### Exercise requirements
**1)** In how many lines of the listing does the string "hill" appear? Give only the number.
**2)** What comes next in the passage on the electrically switched gel light modulator? Continue it from its last sentence.

### Text section
----

The reticular polymer molecules are compressed to less than the equilibruim length under the action of an electric field, and thus a positive pressure, i.e. a restoring force, can be gained by removing the electric field. As a result, light can pass through the gel-containing liquid layer 2 without any scattering or refraction. When a reversed electric field is further applied thereto, then the swelling speed can be accelerated.
FIG. 3 shows another embodiment of using a colored liquid in the gel-containing liquid layer, where the image formation or light modulation takes place as follows.
When a switch (5-2) is off, i.e., when gel (4-2) in contact with an image component electrode (7-2) is not under the action of electric field, the gel (4-2) is maintained in a shrunk condition in a very small state. Thus, the light (9-2) introduced into the gel (4-2) and its neighborhood is absorbed by the colored liquid in the gel-containing liquid layer or partially absorbed thereby, and weakened.
On the other hand, when a switch (5-1) is on, i.e., when the gel is under the action of an electric field, the reticular polymers of gel are pulled toward the positively charged electrode 8, because the polymers are negatively charged. Thus, the gel (4-1) is swollen until it contacts or approaches the electrode 8. As a result, the colored liquid retreats by the amount of swelling of the gel, and the light (9-1) put therein can pass through the gel-containing liquid layer 2.
Even when positively chargeable reticular polymers in the liquid are used, similar function and effect can be obtained by reversing the polarity of the electrode shown in FIG. 3.

----

### Task input
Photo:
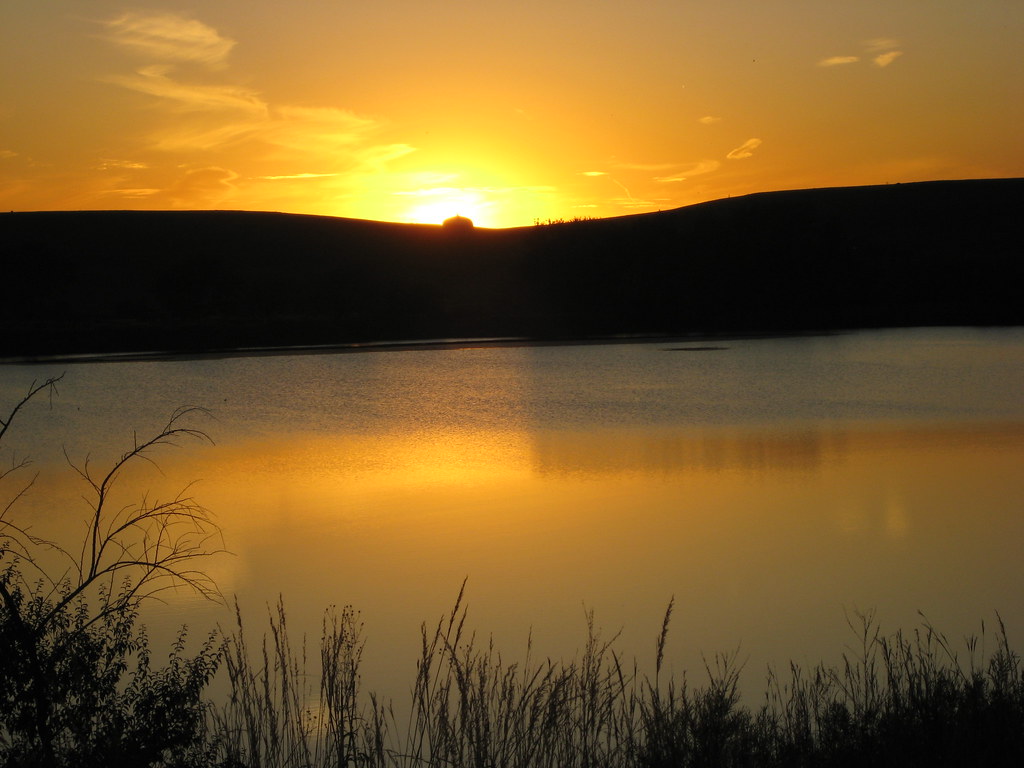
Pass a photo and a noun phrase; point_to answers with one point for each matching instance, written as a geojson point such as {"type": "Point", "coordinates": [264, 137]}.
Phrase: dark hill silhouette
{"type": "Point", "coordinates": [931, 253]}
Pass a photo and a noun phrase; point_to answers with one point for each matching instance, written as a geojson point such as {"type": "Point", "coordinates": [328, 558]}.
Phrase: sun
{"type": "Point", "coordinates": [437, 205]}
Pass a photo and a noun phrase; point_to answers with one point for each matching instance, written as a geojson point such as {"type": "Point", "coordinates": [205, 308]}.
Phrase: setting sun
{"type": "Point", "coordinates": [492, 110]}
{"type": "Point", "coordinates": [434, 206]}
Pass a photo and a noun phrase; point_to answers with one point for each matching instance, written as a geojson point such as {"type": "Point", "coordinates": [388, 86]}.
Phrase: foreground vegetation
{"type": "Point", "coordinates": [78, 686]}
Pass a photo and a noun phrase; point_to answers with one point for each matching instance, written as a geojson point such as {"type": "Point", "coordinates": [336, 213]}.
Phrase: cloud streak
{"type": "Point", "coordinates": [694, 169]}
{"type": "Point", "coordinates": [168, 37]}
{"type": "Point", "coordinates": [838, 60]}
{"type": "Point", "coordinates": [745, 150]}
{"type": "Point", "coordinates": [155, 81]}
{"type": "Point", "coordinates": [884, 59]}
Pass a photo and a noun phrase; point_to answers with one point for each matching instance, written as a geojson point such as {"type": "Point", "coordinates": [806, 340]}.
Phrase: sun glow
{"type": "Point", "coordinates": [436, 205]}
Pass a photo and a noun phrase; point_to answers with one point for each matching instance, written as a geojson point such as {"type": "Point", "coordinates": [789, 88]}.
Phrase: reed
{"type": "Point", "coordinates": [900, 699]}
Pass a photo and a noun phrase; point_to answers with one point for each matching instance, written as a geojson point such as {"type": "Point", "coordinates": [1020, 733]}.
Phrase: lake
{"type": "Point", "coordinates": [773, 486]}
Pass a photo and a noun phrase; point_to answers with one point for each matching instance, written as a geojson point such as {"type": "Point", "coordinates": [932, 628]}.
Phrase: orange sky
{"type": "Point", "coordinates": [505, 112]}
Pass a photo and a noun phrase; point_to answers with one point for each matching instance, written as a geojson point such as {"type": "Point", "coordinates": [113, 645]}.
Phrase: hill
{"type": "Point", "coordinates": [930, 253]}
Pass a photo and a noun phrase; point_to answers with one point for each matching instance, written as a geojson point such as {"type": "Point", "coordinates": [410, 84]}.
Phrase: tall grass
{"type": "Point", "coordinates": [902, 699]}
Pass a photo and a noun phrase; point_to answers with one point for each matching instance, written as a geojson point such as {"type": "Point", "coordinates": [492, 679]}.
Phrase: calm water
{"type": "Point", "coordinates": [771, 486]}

----

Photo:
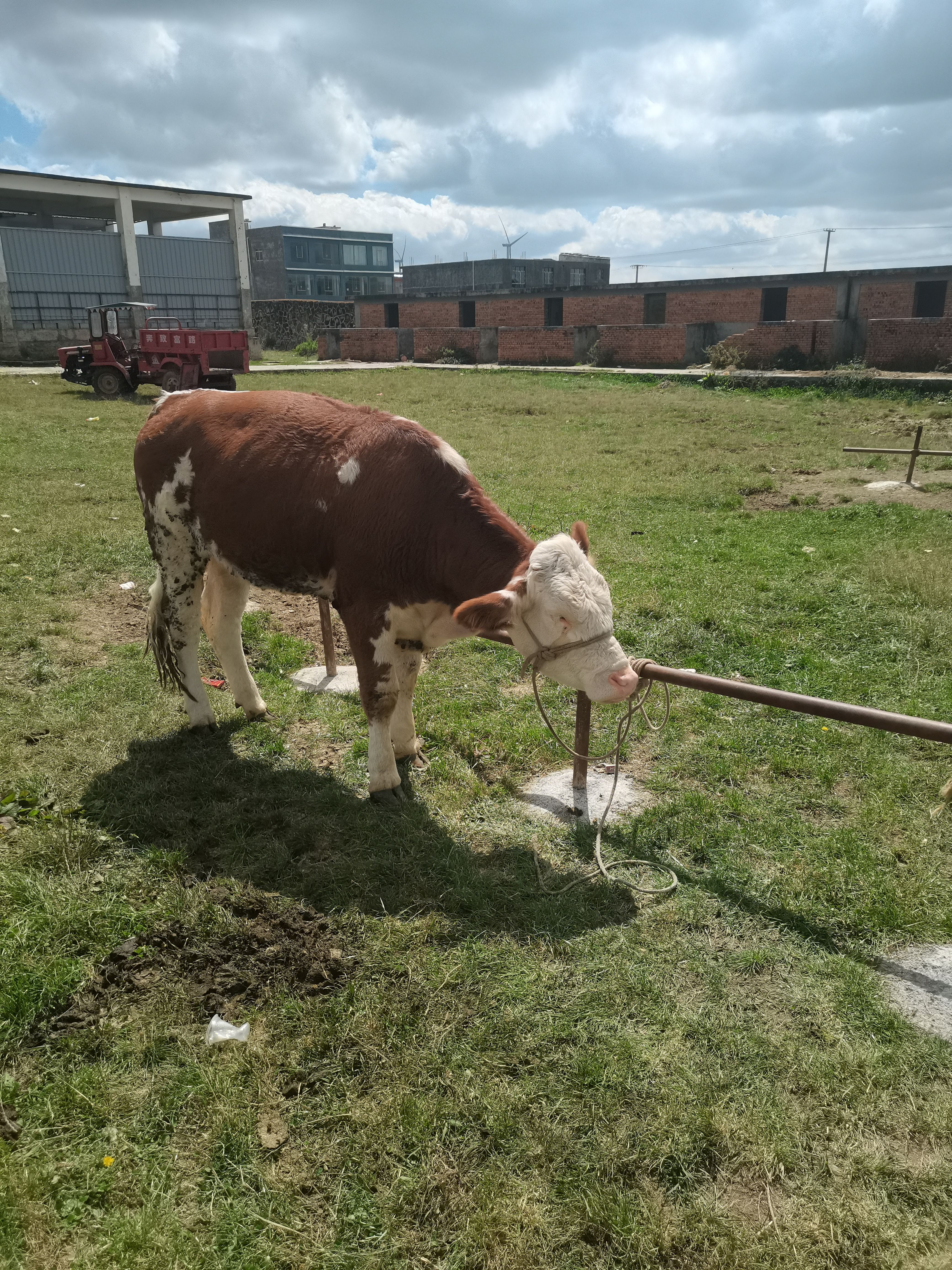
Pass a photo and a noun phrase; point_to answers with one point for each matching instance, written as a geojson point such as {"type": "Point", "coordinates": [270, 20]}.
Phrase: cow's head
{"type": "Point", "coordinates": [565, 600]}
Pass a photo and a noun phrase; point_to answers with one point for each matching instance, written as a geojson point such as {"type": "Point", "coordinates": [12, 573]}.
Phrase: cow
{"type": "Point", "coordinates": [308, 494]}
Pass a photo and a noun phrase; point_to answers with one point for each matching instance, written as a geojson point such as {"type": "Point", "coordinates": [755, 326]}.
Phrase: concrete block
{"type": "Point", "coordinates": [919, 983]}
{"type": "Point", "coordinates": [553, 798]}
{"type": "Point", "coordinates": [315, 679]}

----

### The responses
**1)** 2

**2)**
When the switch (5-1) is turned off, the gel undergoes shrinking and returns to the original state. The reticular polymer molecules are made longer than the equilibrium length under the action of the electric field, and a negative pressure, that is, a restoring force, can be gained by eliminating the electric field. As a result, the light put therein scattered or refracted again, and its rectilinear propagation is inhibited. When a reversed electric field is further applied thereto, then the shrinking speed can be accelerated.
Light modulation with a colored polymer will be described, referring to FIG. 4.
When a switch (5-2) is off, i.e., when colored gel (4-2) in contact with an image component electrode (7-2) is not under the action of electric field, the colored gel (4-2) stays in a very small shrunk state. Thus, the light (9-2) introduced into the colored gel (4 2) is scattered or absorbed by the colored gel, or partially scattered or absorbed, and weakend.
On the other hand, when a switch (5-1) is on, i.e., when the colored gel is under the action of electric field, the reticular polymers of colored gel are pulled toward the positively charged electrode 8, because the polymers are negatively charged, and the colored gel (4-1) undergoes swelling when it contacts or approaches the electrode 8. As a result, the coloring material is diluted corresponding to the amount of swelling of the colored gel, and the light (9 1) introduced thereinto can pass through the gel-containing liquid layer 2 without any inhibition.
Even when positively chargeable reticular polymers in the liquid are used, similar function and effect can be obtained by reversing the polarity of the electrode in FIG. 4.
When the switch (5-1) is turned off, the colored gel undergoes shrinking and returns to its original condition. The reticular polymer moecules are made longer than the equilibrium length under the action of the electric field, and a negative pressure, that is, a restoring force, is gained by removing the electric field. As a result, the light put therein is scattered or refracted again, and its rectilinear propagation is inhibited. When a reversed electric field is further applied thereto, then the shrinking speed can be accelerated.
The foregoing description has been made on an optical device of a transmission type, and the same principle is also applicablc to an optical device of a reflection type.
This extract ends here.